━━━ GIVEN TEXT ━━━

All the usual Vertigo critiques apply. The main character’s design is DRAB. It’s not enough to feature a female main character, and think the job done. Comic book characters, the great ones beg to be drawn. Artists sketch endless variations of those characters; fans get tattoos; grown-ups play dress-up. A great cartoon character is more than just a drawing of a person; it’s a symbolic gateway into an entire fictional world. All of the successful Vertigo series have starred comic book characters. Agent Graves, Jesse Custer, King Mob, Spider Jerusalem, Yorick Brown; as a SCALPED fan, I’d happily argue on behalf of Dashiell Bad Horse. And I personally don’t think that’s a bug to comics; I think that’s a feature.
The lead character of AIR is an ugly blonde in a neckerchief, and a severe ponytail. What’s comic about such a miserable creature? I’ll grant you, this matches the image in my head of the vast majority of the unpleasant, soul-dead flight attendants I’ve had the misfortune of dealing with in the United States. Air travel was drained of any drip or drop of glamour in the late 70’s and early 80’s– the airlines stopped hiring Pierre Cardin after a while (so did the nurses). Was anyone alive for the Coffee, Tea or Me days? If that’s a problem for you, fly in Asia. Fly in Asia where sex harassment lawsuits have apparently not yet found a receptive audience.

━━━

SHORT PROBLEM 1 | For each statement, say whether it agrees with the review, answering yes or no and quoting the words of the review that decide it. (a) The lead character of AIR has blonde hair and wears a neckerchief. (b) Featuring a female main character is enough on its own. (c) The writer is a fan of SCALPED.
The review and the entries after it are unrelated material.

━━━ RECORDS SUPPLIED ━━━

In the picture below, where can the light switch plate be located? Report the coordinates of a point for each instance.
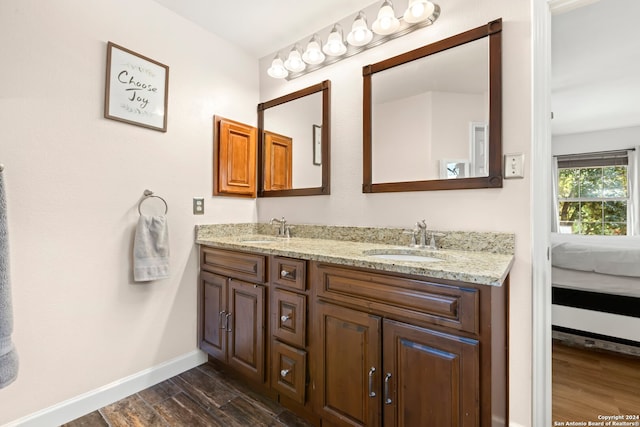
(513, 166)
(198, 205)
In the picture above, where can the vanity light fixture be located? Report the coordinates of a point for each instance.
(335, 43)
(294, 62)
(387, 26)
(418, 10)
(277, 70)
(313, 53)
(360, 33)
(386, 23)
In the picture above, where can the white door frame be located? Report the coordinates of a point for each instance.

━━━

SHORT PROBLEM 2 | Copy out every line of the entries word for word, leaving the pictures out of your reply.

WRITTEN REPLY 1 |
(a) Yes: "The lead character of AIR is an ugly blonde in a neckerchief, and a severe ponytail."
(b) No: "It’s not enough to feature a female main character, and think the job done."
(c) Yes: "as a SCALPED fan, I’d happily argue on behalf of Dashiell Bad Horse."

WRITTEN REPLY 2 |
In the picture below, where can the light switch plate be located? Report the coordinates of a point for each instance.
(513, 166)
(198, 205)
In the picture above, where can the vanity light fixture be located? Report the coordinates of a point for each instance.
(335, 43)
(294, 62)
(387, 26)
(418, 10)
(277, 70)
(313, 53)
(360, 33)
(386, 23)
In the picture above, where can the white door frame be located? Report the coordinates of a point for each instance.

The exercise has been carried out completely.